Exercise directions:
With the line containing "Locate every instance of the bird's beak" as the start and the line containing "Locate every instance of the finger" as the end, transcribe that span of the entries below exactly, including both.

Source records:

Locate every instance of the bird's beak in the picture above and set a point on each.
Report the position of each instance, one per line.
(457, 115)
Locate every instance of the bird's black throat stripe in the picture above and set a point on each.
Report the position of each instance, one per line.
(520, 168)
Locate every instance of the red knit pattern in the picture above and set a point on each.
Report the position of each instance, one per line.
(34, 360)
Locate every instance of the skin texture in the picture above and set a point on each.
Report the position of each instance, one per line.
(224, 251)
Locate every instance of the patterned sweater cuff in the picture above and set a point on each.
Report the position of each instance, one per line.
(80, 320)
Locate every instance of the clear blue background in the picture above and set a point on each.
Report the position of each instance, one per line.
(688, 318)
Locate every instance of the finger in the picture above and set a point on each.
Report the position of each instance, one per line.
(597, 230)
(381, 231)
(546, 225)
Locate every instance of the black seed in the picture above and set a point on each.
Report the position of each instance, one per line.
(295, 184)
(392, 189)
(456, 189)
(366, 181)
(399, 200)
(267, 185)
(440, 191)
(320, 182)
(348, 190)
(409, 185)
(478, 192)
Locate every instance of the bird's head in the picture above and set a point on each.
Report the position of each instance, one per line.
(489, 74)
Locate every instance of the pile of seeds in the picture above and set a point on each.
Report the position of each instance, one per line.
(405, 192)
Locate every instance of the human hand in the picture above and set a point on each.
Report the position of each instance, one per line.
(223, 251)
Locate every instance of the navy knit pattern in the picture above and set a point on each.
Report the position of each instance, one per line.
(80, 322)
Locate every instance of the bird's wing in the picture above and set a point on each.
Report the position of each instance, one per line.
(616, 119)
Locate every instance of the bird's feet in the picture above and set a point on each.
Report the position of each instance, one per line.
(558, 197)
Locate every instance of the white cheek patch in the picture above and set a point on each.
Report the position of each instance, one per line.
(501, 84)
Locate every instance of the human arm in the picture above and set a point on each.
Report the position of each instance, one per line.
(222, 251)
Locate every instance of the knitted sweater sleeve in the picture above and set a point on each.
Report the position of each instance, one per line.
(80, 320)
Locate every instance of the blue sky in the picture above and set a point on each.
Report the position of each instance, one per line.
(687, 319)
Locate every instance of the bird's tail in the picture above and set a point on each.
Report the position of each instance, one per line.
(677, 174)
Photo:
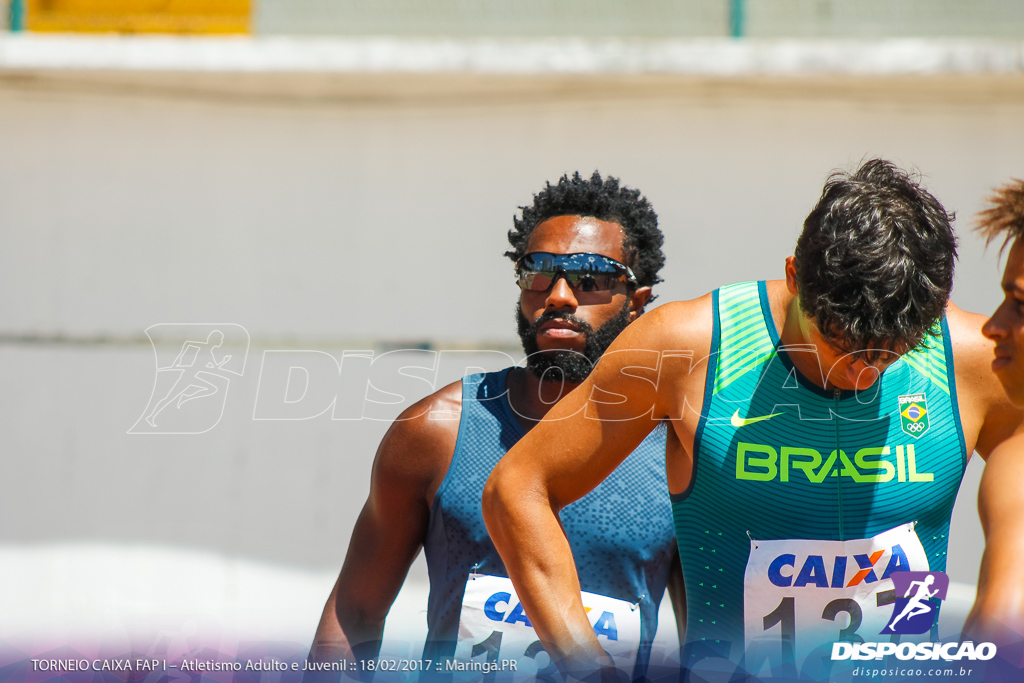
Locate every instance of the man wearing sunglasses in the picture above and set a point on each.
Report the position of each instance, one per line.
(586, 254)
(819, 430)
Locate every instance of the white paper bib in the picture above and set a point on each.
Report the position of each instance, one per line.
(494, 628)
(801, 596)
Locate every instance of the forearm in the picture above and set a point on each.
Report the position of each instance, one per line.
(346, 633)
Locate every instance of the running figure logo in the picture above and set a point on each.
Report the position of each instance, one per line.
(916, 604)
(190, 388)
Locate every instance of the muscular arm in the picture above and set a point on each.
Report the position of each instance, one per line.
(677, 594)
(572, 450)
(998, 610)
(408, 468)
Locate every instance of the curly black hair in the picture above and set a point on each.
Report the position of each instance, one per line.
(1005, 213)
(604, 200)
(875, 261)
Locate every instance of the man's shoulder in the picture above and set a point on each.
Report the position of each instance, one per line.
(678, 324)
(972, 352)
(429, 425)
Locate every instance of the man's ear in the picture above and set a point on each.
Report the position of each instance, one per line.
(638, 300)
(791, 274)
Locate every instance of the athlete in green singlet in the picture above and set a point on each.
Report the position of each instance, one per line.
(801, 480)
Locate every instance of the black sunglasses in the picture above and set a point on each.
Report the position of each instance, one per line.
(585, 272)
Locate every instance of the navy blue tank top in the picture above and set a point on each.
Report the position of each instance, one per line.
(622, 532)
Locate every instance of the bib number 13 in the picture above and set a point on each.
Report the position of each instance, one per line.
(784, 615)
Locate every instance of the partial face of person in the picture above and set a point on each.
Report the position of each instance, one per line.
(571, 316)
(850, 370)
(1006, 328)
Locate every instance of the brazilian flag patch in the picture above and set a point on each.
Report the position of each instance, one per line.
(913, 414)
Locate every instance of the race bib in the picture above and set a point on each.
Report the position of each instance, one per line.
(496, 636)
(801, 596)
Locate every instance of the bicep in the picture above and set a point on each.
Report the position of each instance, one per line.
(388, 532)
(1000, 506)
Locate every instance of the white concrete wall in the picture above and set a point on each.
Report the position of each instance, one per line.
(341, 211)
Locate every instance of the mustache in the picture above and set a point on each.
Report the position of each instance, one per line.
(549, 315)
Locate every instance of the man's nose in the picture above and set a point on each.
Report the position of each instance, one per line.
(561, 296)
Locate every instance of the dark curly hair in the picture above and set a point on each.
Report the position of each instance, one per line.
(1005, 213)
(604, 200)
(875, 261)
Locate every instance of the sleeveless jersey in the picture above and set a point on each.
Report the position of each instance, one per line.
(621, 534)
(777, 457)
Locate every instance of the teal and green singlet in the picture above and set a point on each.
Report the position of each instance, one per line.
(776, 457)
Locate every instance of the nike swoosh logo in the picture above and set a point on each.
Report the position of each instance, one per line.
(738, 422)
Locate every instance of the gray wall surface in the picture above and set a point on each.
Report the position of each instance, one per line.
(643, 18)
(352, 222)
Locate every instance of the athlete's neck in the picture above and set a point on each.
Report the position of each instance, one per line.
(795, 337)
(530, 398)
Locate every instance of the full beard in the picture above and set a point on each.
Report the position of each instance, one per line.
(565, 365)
==
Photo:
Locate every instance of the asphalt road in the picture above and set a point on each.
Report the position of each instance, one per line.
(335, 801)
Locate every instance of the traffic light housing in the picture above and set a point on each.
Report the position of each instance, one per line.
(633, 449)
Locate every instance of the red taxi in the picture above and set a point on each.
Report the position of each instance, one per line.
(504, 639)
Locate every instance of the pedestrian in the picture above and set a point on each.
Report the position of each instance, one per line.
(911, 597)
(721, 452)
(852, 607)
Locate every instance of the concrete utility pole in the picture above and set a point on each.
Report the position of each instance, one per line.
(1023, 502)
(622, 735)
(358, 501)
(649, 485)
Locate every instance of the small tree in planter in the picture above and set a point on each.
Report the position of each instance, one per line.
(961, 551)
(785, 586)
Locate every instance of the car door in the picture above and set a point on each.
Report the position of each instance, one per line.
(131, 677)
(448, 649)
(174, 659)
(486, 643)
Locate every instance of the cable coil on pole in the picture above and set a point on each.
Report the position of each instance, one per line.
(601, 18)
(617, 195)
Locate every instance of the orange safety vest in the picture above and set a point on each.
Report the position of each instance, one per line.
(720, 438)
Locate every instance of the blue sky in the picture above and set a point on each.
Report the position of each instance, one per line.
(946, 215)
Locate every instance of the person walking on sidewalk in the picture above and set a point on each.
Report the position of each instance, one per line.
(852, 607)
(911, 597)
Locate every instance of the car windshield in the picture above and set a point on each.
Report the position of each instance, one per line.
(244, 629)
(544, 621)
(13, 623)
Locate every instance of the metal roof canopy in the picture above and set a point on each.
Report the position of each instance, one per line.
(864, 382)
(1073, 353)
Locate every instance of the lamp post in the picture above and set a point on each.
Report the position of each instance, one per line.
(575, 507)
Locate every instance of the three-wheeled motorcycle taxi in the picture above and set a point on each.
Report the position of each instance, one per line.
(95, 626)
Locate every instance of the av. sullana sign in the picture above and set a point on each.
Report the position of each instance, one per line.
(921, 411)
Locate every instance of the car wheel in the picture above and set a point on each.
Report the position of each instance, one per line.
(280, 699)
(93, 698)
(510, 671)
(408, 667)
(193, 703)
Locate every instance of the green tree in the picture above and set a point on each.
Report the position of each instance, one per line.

Task result:
Locate every instance of the bird's beak in the picture above and set a point on each.
Report the position of each instance, one per line.
(457, 115)
Locate every instance of the bird's black throat stripe in the picture above and set a point on each.
Report the position of each instance, one per line.
(520, 168)
Locate every instance of the red knit pattern in the picture above and set a point on each.
Report the position of each instance, one per line.
(34, 360)
Locate every instance of the skin texture in the picture above and set a point on each.
Report the position of each instance, one per line.
(224, 251)
Locate every instance of the patterned sweater cuff in the picture above and set a point on each.
Report the position of each instance, one per line.
(80, 320)
Locate every instance of the clear blue background in the picture above and set a point on each.
Report the position of each instance, one per line.
(688, 318)
Locate every instance of the finger in the picture above and set a point on each.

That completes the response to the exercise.